▶ _Objective 1_:
Answer these questions using the Hadoop on EC2 tutorial below:
(a) How many hours of t1.micro instance use does a new Amazon AWS account receive?
(b) Under what condition does creating the certificate from the command line work?
(c) Which configuration script must be edited after Hadoop is downloaded and unpacked?
▶ _Objective 2_:
Quote the stretch of the Hadoop on EC2 tutorial from "To follow this" through "and instance definitions.".

▶ _Quoted text_:

To follow this tutorial is recommended that you are already familiar with the basics of Hadoop, a very useful "how to start" tutorial can be found at Hadoop's homepage: http://hadoop.apache.org/. Also, you have to be familiar with at least Amazon EC2 internals and instance definitions.
When you register an account at Amazon AWS you receive 750 hours to run t1.micro instances, but unfortunately, you can't successfully run Hadoop in such machines.
On the following steps, when a command starts with $ means that it should be executed into the local machine, and with # into the EC2 instance.
Create an X.509 Certificate
Since we gonna use ec2-tools, our account at AWS needs a valid X.509 Certificate:
- Create .ec2 folder:
$ mkdir ~/.ec2
- Select “Security Credentials” and at "Access Credentials" click on "X.509 Certificates";
- You have two options:
- Create certificate using command line:
$ cd ~/.ec2; openssl genrsa -des3 -out my-pk.pem 2048
$ openssl rsa -in my-pk.pem -out my-pk-unencrypt.pem
$ openssl req -new -x509 -key my-pk.pem -out my-cert.pem -days 1095
- It only works if your machine date is ok.
- Create the certificate using the site and download the private-key (remember to put it at ~/.ec2).
Setting up Amazon EC2-Tools
- Download and unpack ec2-tools;
- Edit your ~/.profile to export all variables needed by ec2-tools, so you don't have to do it every time that you open a prompt:
- Here is an example of what should be appended to the ~/.profile file:
- export JAVA_HOME=/usr/lib/jvm/java-6-sun
- export EC2_HOME=~/ec2-api-tools-*
- export PATH=$PATH:$EC2_HOME/bin
- export EC2_CERT=~/.ec2/my-cert.pem
- To access an instance, you need to be authenticated (obvious security reasons), in this way, you have to create a Key Pair (public and private keys):
- At https://console.aws.amazon.com/ec2/home, click on "Key Pairs", or
- You can run the following commands:
$ ec2-add-keypair my-keypair | grep –v KEYPAIR > ~/.ec2/id_rsa-keypair
$ chmod 600 ~/.ec2/id_rsa-keypair
Setting up Hadoop
After download and unpack Hadoop, you have to edit the EC2 configuration script present at src/contrib/ec2/bin/hadoop-ec2-env.sh.

▶ _Provided information_:

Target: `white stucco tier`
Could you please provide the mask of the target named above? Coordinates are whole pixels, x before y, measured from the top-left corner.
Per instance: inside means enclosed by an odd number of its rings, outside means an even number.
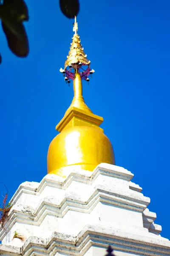
[[[130,172],[106,163],[69,172],[20,185],[0,229],[0,255],[104,256],[110,244],[116,256],[170,256],[150,199]],[[23,241],[13,239],[15,231]]]

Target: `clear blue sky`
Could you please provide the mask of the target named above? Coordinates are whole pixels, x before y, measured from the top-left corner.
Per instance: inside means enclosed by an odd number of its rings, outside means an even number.
[[[74,20],[57,0],[26,2],[28,57],[13,55],[0,31],[1,180],[9,198],[22,182],[46,175],[48,145],[73,95],[59,69]],[[162,236],[170,239],[170,1],[80,4],[79,33],[95,70],[89,85],[83,83],[86,103],[104,117],[116,165],[134,174],[132,181],[151,198]],[[0,200],[6,192],[0,184]]]

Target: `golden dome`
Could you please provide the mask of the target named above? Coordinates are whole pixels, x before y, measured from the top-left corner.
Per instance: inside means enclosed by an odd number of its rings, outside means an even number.
[[[78,73],[74,85],[74,97],[56,126],[60,133],[51,142],[47,155],[48,173],[62,177],[71,166],[93,171],[101,163],[115,164],[111,143],[99,127],[103,118],[93,114],[85,105]]]
[[[70,166],[93,171],[101,163],[115,163],[112,146],[103,133],[92,127],[68,128],[58,134],[49,147],[48,173],[65,176]]]
[[[91,70],[90,61],[86,58],[80,44],[76,19],[74,29],[75,33],[65,69],[61,68],[60,71],[67,76],[65,81],[74,80],[74,97],[56,127],[60,133],[51,142],[47,155],[48,174],[62,177],[70,172],[70,167],[92,171],[101,163],[115,164],[111,143],[99,127],[103,119],[92,113],[82,96],[82,79],[88,81],[88,75],[94,70]],[[87,65],[88,67],[81,72],[82,65],[83,68]],[[67,69],[68,67],[70,69]]]

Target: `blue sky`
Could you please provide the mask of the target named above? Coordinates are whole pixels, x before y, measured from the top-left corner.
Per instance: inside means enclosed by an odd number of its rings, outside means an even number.
[[[46,175],[48,145],[73,95],[59,69],[74,20],[57,0],[26,2],[28,57],[13,55],[0,31],[1,181],[9,198],[22,182]],[[103,117],[116,165],[134,174],[132,181],[151,198],[148,208],[156,213],[162,236],[170,239],[170,2],[80,4],[79,34],[95,70],[89,85],[83,83],[85,102]],[[0,199],[6,192],[0,184]]]

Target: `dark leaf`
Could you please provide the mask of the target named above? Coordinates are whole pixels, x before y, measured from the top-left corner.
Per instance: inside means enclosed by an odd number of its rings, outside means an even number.
[[[8,16],[18,21],[28,20],[27,6],[23,0],[4,0],[0,16]]]
[[[60,0],[60,6],[62,13],[70,19],[74,18],[79,13],[79,0]]]
[[[20,32],[19,37],[16,35],[16,33],[13,33],[3,21],[2,26],[11,51],[18,57],[26,57],[29,53],[29,46],[24,25],[20,22],[16,23],[15,24],[15,27]]]

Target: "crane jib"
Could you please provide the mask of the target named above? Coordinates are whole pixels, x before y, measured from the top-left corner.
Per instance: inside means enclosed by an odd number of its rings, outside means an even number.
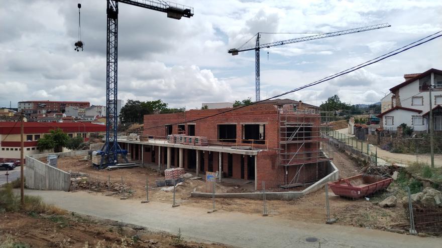
[[[280,41],[275,42],[272,42],[265,44],[262,44],[258,48],[254,47],[248,47],[241,49],[233,49],[229,50],[229,53],[233,53],[234,52],[240,52],[250,50],[256,50],[260,48],[269,48],[271,47],[275,47],[276,46],[281,46],[282,45],[289,44],[291,43],[295,43],[297,42],[302,42],[307,41],[311,41],[313,40],[317,40],[319,39],[326,38],[328,37],[333,37],[335,36],[339,36],[344,35],[349,35],[350,34],[354,34],[355,33],[359,33],[370,30],[374,30],[376,29],[382,29],[384,28],[388,28],[391,27],[388,23],[384,23],[382,24],[378,24],[377,25],[373,25],[370,26],[363,27],[357,29],[349,29],[347,30],[343,30],[341,31],[337,31],[336,32],[327,33],[321,34],[320,35],[316,35],[311,36],[307,36],[305,37],[301,37],[299,38],[293,39],[290,40],[286,40],[285,41]]]

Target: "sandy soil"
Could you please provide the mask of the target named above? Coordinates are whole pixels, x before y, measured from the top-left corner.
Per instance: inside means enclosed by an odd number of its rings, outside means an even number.
[[[154,170],[146,168],[122,169],[108,171],[97,171],[92,167],[88,162],[79,161],[82,157],[63,158],[58,160],[58,167],[63,170],[72,170],[89,173],[92,178],[92,185],[98,176],[98,181],[104,183],[107,176],[110,175],[111,181],[121,182],[121,176],[124,177],[125,183],[128,183],[125,196],[140,200],[146,198],[146,177],[148,177],[149,186],[149,200],[172,204],[173,193],[161,190],[161,187],[157,187],[155,179],[161,177]],[[336,151],[334,156],[335,165],[340,169],[341,177],[347,177],[360,174],[360,168],[345,153]],[[163,177],[164,178],[164,177]],[[182,205],[210,209],[212,208],[212,200],[204,198],[190,197],[190,192],[198,190],[203,187],[204,182],[200,180],[186,180],[183,184],[176,187],[176,201]],[[93,187],[93,186],[92,186]],[[96,192],[95,189],[91,193],[106,194],[107,191],[103,187]],[[86,183],[82,190],[89,191]],[[232,188],[217,185],[217,192],[230,192]],[[351,200],[342,198],[329,192],[332,217],[338,219],[340,224],[365,226],[370,228],[382,228],[389,226],[391,223],[401,222],[403,219],[403,210],[401,207],[383,208],[366,199]],[[121,193],[116,193],[112,197],[120,197]],[[304,197],[292,201],[268,200],[267,208],[269,214],[286,217],[289,219],[305,221],[314,223],[324,223],[326,219],[325,193],[324,189]],[[400,205],[399,204],[398,204]],[[261,214],[263,209],[263,202],[259,200],[243,199],[216,199],[215,208],[219,211],[241,212]]]
[[[0,215],[0,242],[2,247],[228,247],[183,240],[179,242],[176,236],[169,233],[153,232],[142,227],[77,213],[31,216],[21,213],[2,213]]]
[[[345,134],[349,136],[348,129],[343,128],[342,129],[336,130],[338,132]],[[359,145],[361,145],[361,142],[359,141]],[[366,142],[363,143],[363,147],[366,147],[367,144]],[[355,145],[356,145],[356,144]],[[364,148],[364,152],[367,151]],[[397,163],[406,165],[410,165],[416,162],[416,154],[406,154],[406,153],[393,153],[388,151],[383,150],[380,148],[377,149],[378,157],[384,159],[384,160],[390,163]],[[431,163],[431,159],[429,154],[418,154],[419,162],[421,163],[426,163],[428,164]],[[434,154],[434,166],[436,167],[442,167],[442,154]]]

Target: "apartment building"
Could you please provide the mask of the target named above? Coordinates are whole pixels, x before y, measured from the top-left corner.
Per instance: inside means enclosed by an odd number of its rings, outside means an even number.
[[[37,141],[51,130],[60,128],[69,137],[80,135],[86,140],[91,133],[106,131],[106,127],[102,125],[88,123],[24,122],[24,125],[25,156],[40,153]],[[19,159],[20,150],[20,123],[0,122],[0,162]]]

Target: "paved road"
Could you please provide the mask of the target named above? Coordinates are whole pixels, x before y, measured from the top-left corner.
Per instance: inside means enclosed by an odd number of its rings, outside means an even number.
[[[337,225],[289,220],[272,216],[224,211],[208,214],[201,208],[151,202],[141,204],[85,192],[26,190],[47,203],[84,214],[123,221],[148,228],[176,233],[196,240],[250,247],[440,247],[442,239],[423,238]],[[309,242],[313,236],[318,242]]]
[[[16,179],[20,177],[20,167],[16,167],[15,169],[12,170],[0,170],[0,185],[6,183],[6,174],[7,171],[9,175],[8,176],[8,180],[9,182],[14,181]]]

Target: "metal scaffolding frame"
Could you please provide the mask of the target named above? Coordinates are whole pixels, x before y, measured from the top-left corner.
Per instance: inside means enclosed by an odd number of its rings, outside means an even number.
[[[281,187],[303,186],[311,181],[301,178],[306,166],[315,166],[333,160],[333,147],[329,139],[330,120],[333,113],[320,111],[307,106],[288,108],[279,112],[279,164],[284,166],[284,184]],[[288,178],[288,168],[295,168],[292,178]]]

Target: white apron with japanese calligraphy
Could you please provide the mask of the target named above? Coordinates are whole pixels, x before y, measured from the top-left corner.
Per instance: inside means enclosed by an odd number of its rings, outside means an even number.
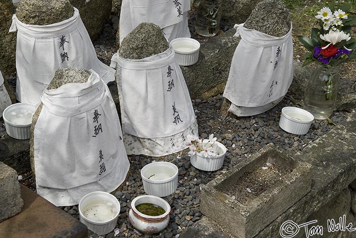
[[[94,71],[86,83],[45,90],[34,131],[37,193],[57,206],[111,192],[130,163],[109,89]]]
[[[86,29],[74,8],[73,16],[61,22],[27,25],[14,15],[10,31],[17,31],[16,94],[19,101],[36,104],[55,71],[71,66],[93,69],[105,83],[115,71],[97,57]]]
[[[142,22],[159,26],[170,42],[180,37],[190,37],[188,12],[190,0],[123,0],[120,13],[120,44]]]
[[[11,100],[4,85],[4,78],[0,71],[0,118],[3,116],[4,110],[11,105]]]
[[[113,57],[128,154],[160,156],[188,147],[197,125],[188,88],[171,46],[141,60]]]
[[[292,27],[277,38],[235,25],[241,40],[232,58],[224,97],[238,116],[261,113],[278,104],[293,79]]]

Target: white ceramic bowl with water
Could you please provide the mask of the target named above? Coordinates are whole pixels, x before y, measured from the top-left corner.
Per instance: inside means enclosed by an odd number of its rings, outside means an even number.
[[[141,169],[141,178],[146,193],[165,197],[178,186],[178,168],[169,162],[154,162]]]
[[[282,109],[279,126],[291,134],[305,134],[309,130],[314,116],[307,111],[294,107]]]
[[[203,143],[209,143],[209,140],[205,139],[203,141]],[[213,146],[214,151],[218,152],[219,155],[203,156],[199,153],[196,153],[190,156],[190,163],[196,168],[204,171],[220,169],[224,163],[227,150],[224,145],[217,141],[214,143]]]
[[[180,65],[191,65],[198,61],[200,43],[191,38],[182,38],[170,42],[175,52],[175,59]]]
[[[32,116],[36,110],[35,105],[21,103],[6,108],[3,112],[3,118],[8,134],[15,139],[29,139]]]
[[[113,195],[105,192],[93,192],[79,201],[80,222],[99,235],[114,229],[120,214],[120,203]]]

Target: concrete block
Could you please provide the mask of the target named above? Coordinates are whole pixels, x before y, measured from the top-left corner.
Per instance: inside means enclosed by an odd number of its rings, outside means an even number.
[[[23,205],[17,173],[0,162],[0,222],[18,214]]]
[[[356,114],[353,114],[346,121],[339,123],[296,155],[296,159],[303,158],[312,166],[311,191],[254,238],[280,237],[280,228],[284,222],[288,220],[298,224],[305,222],[313,213],[322,211],[323,206],[334,200],[354,181],[355,142]],[[327,231],[327,227],[324,229]],[[305,237],[304,229],[300,232]],[[354,237],[354,232],[346,233]]]
[[[246,202],[239,202],[225,193],[238,179],[265,166],[266,162],[288,169],[280,181]],[[311,167],[268,146],[203,187],[200,211],[234,236],[253,237],[309,192]]]
[[[87,238],[86,226],[21,185],[21,212],[0,223],[0,237]]]

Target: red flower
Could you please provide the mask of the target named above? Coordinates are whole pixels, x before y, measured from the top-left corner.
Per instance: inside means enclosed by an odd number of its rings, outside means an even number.
[[[322,47],[323,47],[323,46],[322,46]],[[322,49],[320,51],[320,53],[321,54],[321,55],[322,55],[325,58],[328,58],[328,57],[331,57],[334,54],[336,54],[337,52],[338,48],[334,45],[330,45],[327,48],[324,49]]]

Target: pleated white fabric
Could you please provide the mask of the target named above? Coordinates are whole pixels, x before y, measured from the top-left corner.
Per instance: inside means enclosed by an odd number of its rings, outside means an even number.
[[[16,94],[19,101],[37,104],[55,71],[71,66],[93,69],[105,83],[115,71],[97,57],[78,9],[73,17],[50,25],[27,25],[14,15],[10,31],[17,31]]]
[[[130,163],[109,89],[92,70],[86,83],[45,90],[35,127],[37,193],[57,206],[94,191],[110,192]]]
[[[190,0],[123,0],[120,13],[120,44],[142,22],[158,25],[169,42],[180,37],[190,38],[188,26]]]
[[[3,116],[4,110],[11,105],[11,100],[4,85],[4,77],[0,71],[0,118]]]
[[[285,36],[277,38],[235,25],[241,36],[223,96],[238,116],[261,113],[285,95],[293,79],[291,23]]]
[[[171,46],[140,60],[114,55],[124,142],[128,154],[161,156],[188,147],[198,134],[188,88]]]

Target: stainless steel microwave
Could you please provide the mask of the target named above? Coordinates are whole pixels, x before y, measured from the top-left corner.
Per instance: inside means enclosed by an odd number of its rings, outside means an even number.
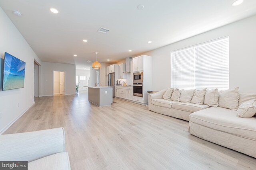
[[[133,73],[133,82],[143,82],[143,72]]]

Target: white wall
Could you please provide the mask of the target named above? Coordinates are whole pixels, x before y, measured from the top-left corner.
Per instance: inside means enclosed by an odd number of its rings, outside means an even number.
[[[34,62],[34,69],[35,70],[35,79],[34,81],[35,82],[36,88],[34,89],[35,97],[38,97],[39,96],[39,66]]]
[[[0,91],[1,134],[34,103],[34,59],[41,61],[0,7],[0,75],[2,77],[5,52],[26,62],[24,88]]]
[[[65,95],[75,94],[75,65],[42,62],[41,67],[42,74],[40,96],[52,96],[53,94],[53,71],[64,72],[64,94]]]
[[[209,40],[229,36],[230,88],[256,92],[256,16],[153,50],[153,90],[170,86],[170,52]]]
[[[60,94],[60,74],[59,71],[53,72],[53,94]]]

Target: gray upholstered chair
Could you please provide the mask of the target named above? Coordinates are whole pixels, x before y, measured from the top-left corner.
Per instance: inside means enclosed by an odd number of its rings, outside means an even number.
[[[29,170],[70,170],[63,128],[0,135],[0,160],[28,161]]]

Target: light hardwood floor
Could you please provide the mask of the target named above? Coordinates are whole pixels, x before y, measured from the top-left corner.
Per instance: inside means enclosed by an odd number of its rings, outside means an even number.
[[[256,169],[256,159],[190,135],[187,121],[118,99],[100,107],[88,98],[36,98],[4,133],[64,127],[72,170]]]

▶ _Written answer 1_:
(a) 750 hours.
(b) It works only if the machine's date is correct.
(c) The EC2 configuration script at src/contrib/ec2/bin/hadoop-ec2-env.sh.

▶ _Written answer 2_:
To follow this tutorial is recommended that you are already familiar with the basics of Hadoop, a very useful "how to start" tutorial can be found at Hadoop's homepage: http://hadoop.apache.org/. Also, you have to be familiar with at least Amazon EC2 internals and instance definitions.